* Consigne A:
D'après le texte sur la Turquie et les Balkans, quelle part du total des IDE turcs les investissements dans les Balkans représentaient-ils en 2015 ?

* Texte présenté:
Dans les Balkans, quasiment tous les pays sont membres de l’OTAN et membres de l’Union européenne ou candidats à son adhésion. Depuis les guerres des années 1990 la zone est donc presque sous contrôle des atlantistes, mais les jours meilleurs promis par Washington et Bruxelles ne sont aujourd’hui toujours pas au rendez-vous. L’Union européenne est certes le plus gros acteur économique de la région, mais ses résultats sont décevants et son rôle politique s’est affaibli. Dans cette situation de flottement, la Russie, la Chine et la Turquie en profitent pour accroître leur influence et leur présence dans une zone stratégique que Bruxelles se révèle incapable de comprendre et de gérer.
La Turquie connaît bien la région qu’elle domina entre le XIVe et le début du XXe siècle et où elle cultive l’idéal de sa « grandeur passée ». Il n’y a qu’à consulter le site internet du ministère des Affaires étrangères turc pour s’en convaincre : « Les Balkans sont une priorité pour la Turquie non seulement d’un point de vue politique, économique et géographique, mais également pour ses liens historiques, culturels et humains avec la région. »
La Turquie, 19e puissance économique mondiale, a un intérêt stratégique dans la région où elle convoite avec beaucoup d’attention le corridor de transport paneuropéen n° 10 qui relie les pays balkaniques entre eux avec l’Autriche et la Grèce et qui est un accélérateur réel de commerce entre la Turquie, les Balkans et l’ensemble de l’Europe. C’est aussi à travers les Balkans que le projet russo-turc « Turkish Stream » acheminera du gaz russe à l’Europe centrale et aux Balkans. Les investissements directs à l‘étranger turcs dans les Balkans sont en croissance, notamment dans l’État autoproclamé du Kosovo, mais ne représentent que 3% du total IDE turc en 2015. Le commerce extérieur entre la Turquie et les Balkans a été quasiment multiplié par dix passant de 2,2 milliards d’euros en 2000 à quelque 20 milliards de dollars en 2019. Ankara est devenue un des principaux partenaires de la région non membre de l’UE. Les entreprises turques y sont particulièrement présentes dans les secteurs stratégiques des infrastructures, de l’énergie, de la téléphonie et de la banque.

* Consigne B:
Relevez toutes les lignes qui contiennent le mot « frame » et recopiez-les, en tenant compte de la casse.

* Données fournies:
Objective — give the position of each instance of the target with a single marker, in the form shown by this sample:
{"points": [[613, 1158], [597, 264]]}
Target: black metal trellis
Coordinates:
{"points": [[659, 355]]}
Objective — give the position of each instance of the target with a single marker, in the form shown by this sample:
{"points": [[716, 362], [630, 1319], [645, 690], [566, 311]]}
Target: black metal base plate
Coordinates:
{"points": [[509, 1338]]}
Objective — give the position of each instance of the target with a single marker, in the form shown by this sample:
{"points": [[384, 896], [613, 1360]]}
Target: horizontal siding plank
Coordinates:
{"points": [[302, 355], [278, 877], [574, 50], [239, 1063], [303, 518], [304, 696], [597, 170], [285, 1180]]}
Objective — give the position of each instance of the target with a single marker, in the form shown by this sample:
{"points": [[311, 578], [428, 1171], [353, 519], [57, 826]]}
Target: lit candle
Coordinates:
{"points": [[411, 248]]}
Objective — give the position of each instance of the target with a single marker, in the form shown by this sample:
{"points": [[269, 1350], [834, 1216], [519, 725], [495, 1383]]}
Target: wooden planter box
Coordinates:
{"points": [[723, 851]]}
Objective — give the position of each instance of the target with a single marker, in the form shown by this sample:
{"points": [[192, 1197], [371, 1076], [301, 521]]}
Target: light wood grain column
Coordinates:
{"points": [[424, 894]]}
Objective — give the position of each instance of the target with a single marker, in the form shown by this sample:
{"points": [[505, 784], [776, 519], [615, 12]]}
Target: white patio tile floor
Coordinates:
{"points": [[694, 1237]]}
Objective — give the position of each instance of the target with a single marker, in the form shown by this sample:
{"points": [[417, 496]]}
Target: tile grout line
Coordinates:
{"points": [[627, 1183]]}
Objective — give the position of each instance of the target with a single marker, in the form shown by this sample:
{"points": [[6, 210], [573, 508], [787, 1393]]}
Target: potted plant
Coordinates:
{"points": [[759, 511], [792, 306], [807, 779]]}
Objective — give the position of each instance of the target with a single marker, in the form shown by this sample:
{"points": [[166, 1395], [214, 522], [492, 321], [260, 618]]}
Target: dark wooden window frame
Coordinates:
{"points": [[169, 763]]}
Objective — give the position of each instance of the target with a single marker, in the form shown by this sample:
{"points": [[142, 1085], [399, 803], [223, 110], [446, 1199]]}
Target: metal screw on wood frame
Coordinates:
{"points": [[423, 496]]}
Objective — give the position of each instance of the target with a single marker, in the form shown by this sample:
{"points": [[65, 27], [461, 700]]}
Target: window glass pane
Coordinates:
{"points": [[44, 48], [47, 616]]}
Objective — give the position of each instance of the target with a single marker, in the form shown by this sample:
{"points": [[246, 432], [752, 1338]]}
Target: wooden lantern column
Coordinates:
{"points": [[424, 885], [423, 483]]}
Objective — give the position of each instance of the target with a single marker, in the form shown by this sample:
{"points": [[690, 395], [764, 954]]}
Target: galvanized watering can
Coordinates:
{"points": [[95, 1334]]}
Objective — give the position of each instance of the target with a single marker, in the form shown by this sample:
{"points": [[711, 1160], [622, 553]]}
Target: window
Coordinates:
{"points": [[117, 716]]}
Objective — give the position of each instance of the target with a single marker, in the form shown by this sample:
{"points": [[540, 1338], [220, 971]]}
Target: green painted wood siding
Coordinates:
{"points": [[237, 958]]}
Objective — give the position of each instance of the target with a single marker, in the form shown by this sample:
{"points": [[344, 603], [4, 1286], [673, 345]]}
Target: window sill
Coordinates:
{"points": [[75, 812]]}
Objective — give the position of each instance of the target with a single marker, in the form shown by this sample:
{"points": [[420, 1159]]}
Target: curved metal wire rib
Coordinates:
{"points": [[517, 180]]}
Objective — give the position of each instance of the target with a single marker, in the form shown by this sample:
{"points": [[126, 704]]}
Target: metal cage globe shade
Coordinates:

* Réponse A:
Ils ne représentaient que 3 % du total des IDE turcs en 2015.

* Réponse B:
Target: dark wooden window frame
Target: metal screw on wood frame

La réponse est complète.